* **AIM OF THE TASK**
Print each entry verbatim.

* **LISTED RECORDS**
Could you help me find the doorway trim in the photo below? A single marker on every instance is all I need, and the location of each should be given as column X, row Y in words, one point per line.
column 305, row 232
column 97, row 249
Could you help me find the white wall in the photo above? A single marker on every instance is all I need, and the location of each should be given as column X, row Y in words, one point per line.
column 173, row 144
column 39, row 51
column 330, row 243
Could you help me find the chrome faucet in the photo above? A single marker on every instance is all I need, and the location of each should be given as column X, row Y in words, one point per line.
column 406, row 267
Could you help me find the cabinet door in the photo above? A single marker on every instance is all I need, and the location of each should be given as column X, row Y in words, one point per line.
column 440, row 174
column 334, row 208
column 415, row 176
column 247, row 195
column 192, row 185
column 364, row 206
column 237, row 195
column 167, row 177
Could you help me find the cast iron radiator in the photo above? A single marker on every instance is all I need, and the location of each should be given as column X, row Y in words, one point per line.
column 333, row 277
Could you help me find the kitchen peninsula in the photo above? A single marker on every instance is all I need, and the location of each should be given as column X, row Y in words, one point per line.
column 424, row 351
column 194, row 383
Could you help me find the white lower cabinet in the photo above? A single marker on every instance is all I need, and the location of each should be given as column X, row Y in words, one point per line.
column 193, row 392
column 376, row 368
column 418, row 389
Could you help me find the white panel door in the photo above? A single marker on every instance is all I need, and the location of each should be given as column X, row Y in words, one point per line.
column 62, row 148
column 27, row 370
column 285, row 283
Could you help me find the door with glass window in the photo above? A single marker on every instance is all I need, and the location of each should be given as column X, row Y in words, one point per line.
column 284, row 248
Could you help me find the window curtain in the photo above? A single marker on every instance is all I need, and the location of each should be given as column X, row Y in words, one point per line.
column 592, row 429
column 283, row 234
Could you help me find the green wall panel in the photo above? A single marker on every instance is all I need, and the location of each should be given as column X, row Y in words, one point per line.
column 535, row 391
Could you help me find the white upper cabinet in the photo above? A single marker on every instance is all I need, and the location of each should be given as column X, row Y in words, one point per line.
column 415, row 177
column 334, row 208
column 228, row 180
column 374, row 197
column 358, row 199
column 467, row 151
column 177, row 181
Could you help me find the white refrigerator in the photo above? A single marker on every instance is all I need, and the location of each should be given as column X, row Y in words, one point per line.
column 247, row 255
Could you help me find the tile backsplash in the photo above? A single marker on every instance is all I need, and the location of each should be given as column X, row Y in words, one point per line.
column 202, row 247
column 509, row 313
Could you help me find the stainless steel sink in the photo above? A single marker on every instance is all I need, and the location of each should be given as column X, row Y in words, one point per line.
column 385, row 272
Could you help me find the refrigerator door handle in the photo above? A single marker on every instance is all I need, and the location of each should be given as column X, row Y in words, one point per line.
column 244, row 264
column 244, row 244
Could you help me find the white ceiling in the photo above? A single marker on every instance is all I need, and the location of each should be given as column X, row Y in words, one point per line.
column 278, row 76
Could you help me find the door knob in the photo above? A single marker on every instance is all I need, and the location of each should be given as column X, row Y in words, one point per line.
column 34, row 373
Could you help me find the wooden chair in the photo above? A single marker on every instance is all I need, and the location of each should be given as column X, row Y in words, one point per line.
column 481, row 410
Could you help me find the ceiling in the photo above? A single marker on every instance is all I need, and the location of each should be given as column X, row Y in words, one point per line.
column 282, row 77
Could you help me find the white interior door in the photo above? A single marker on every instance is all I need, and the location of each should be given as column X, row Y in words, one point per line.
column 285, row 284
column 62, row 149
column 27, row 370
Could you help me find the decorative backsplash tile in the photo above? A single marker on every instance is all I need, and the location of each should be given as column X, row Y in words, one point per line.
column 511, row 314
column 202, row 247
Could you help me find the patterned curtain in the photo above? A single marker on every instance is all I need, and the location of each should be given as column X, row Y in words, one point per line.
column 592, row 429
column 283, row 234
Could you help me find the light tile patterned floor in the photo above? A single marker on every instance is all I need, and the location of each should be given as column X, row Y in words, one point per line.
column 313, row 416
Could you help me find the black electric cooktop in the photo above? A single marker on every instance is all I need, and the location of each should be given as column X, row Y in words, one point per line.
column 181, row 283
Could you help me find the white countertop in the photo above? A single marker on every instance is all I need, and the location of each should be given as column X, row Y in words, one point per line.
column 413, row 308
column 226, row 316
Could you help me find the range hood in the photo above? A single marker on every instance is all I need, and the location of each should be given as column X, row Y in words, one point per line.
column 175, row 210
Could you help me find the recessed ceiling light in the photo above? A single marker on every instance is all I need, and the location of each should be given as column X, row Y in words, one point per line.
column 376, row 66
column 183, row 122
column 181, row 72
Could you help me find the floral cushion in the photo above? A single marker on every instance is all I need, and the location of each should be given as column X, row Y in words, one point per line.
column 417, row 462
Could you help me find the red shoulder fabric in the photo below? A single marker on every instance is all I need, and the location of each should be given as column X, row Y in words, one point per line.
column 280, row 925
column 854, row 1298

* **COMPLETED TASK**
Could you help me find the doorway trim in the photo below? A single marker on every instance is all I need, and the location of each should be given as column X, row Y in words, one point per line.
column 305, row 232
column 97, row 249
Could you help me find the white wall in the photo above? A single marker on every instance is all I need, and the location of each should be given as column X, row Y in words, one point per line.
column 173, row 144
column 39, row 51
column 330, row 243
Could you help me find the chrome faucet in the photo above? A single marker on every instance is all I need, and the location of each should be given as column X, row Y in words, one point per line.
column 406, row 267
Could you help me find the cabinet door in the photo above? A single marker on every instance is all I need, and the location of each should be given as column X, row Y in words, one point per line.
column 440, row 174
column 334, row 208
column 415, row 176
column 247, row 195
column 192, row 185
column 364, row 206
column 237, row 195
column 167, row 177
Could you help me find the cast iron radiator in the photo above? A single marker on every instance is all I need, and the location of each should be given as column X, row Y in words, one point per line.
column 333, row 277
Could you help me find the kitchen peninsula in the photo above? A single marker on every instance is all I need, and the location of each should be given as column X, row Y in words, one point per line.
column 424, row 351
column 194, row 383
Could you help me find the white lower cabinet in the photo above? A single marker on every instance is all I need, and the location of each should be given as column X, row Y in words, one point per line.
column 193, row 392
column 376, row 368
column 418, row 389
Could you help me find the white panel door in the photo above? A single marker on every instance is all I need, and the location of each should be given as column X, row Y in words, one point per line.
column 62, row 148
column 27, row 370
column 285, row 283
Could you help me find the door with glass window in the photo above? A single marker on every instance is all I need, and the location of each should be given as column X, row Y in words, one point per line.
column 284, row 248
Could you help me find the window curtain in the photo above? A single marker on every instance is all I need, and the location of each should be given as column X, row Y in words, one point per line.
column 592, row 429
column 283, row 234
Could you help me find the green wall panel in the photo above? A single marker on every instance is all I need, and the location of each should be given as column X, row Y in words, one point per line.
column 535, row 391
Could you help me find the white upper cabinet in the photo above? A single marker on every instance is all I need, and the location of each should be given as column X, row Y in words, one point per line.
column 415, row 177
column 334, row 208
column 228, row 180
column 374, row 197
column 358, row 199
column 467, row 151
column 177, row 181
Could you help me find the white refrigerator in the photo above? A single marker on every instance is all I need, and the location of each should be given as column X, row Y in words, one point per line.
column 247, row 255
Could you help me find the tile backsplash in the photo above? A single marker on every instance is all I need, and the location of each should be given as column X, row Y in words, one point per line.
column 202, row 247
column 509, row 313
Could you help me find the stainless steel sink in the photo above? A single marker on every instance is all I need, and the location of each should be given as column X, row Y in words, one point per line.
column 385, row 272
Could you help me find the refrigerator door handle in the photo above? A single marker on every instance is all I need, and the location of each should be given as column X, row Y in words, one point per line.
column 244, row 264
column 244, row 244
Could you help me find the white ceiling in the photo above? A single marker on every instance is all I need, and the location of each should be given as column X, row Y in words, one point per line.
column 278, row 76
Could you help me find the door knob in the photo above? A single marker on every instance is all I need, and the location of each should be given as column X, row Y in words, one point per line.
column 34, row 373
Could you help me find the wooden chair in the photo above? A single marker on every instance is all I need, and the location of each should be given as column X, row Y in words, one point per line.
column 481, row 410
Could you help me find the ceiling in the photo above? A single marker on every instance is all I need, and the location of each should be given as column X, row Y in words, one point per line.
column 282, row 77
Could you help me find the white interior door in the photo above? A single marker on every instance is all I need, and the location of each should be given as column X, row Y in words, one point per line.
column 285, row 284
column 62, row 149
column 27, row 370
Could you help me find the decorative backsplash tile in the photo above? A single marker on every instance is all I need, and the location of each should be given as column X, row Y in words, one point per line.
column 511, row 314
column 202, row 247
Could you help me find the patterned curtain in the photo above? A single marker on every instance is all I need, and the location of each should be given as column X, row Y in words, one point per line.
column 592, row 429
column 283, row 234
Could you help me find the light tile patterned floor in the photo above? A single marker on every instance is all I need, and the location of each should be given as column X, row Y in words, one point per line.
column 313, row 416
Could you help me find the black electric cooktop in the photo above? A single marker on every instance is all I need, and the location of each should be given as column X, row Y in words, one point per line.
column 181, row 283
Could you help me find the white countertop in the photo above? A single marker on every instance is all I need, and the location of each should be given as column X, row Y in words, one point per line.
column 413, row 308
column 226, row 316
Could you help me find the range hood in the photo above? A single marker on every instance is all I need, and the location of each should be given as column X, row Y in words, one point per line.
column 175, row 210
Could you help me find the recessed ceiling light in the photo above? A single marker on every instance is all I need, and the location of each should be given as column X, row Y in words, one point per line.
column 376, row 66
column 183, row 122
column 181, row 72
Could you help me find the floral cushion in the photo above? A single marker on every instance is all I need, and the location of each should be given as column X, row Y in words, one point per line.
column 417, row 462
Could you help me find the red shoulder fabric in the photo below? A single marker on every instance is all I need, and the location of each should be given as column X, row Y in words, one point per line.
column 280, row 925
column 854, row 1298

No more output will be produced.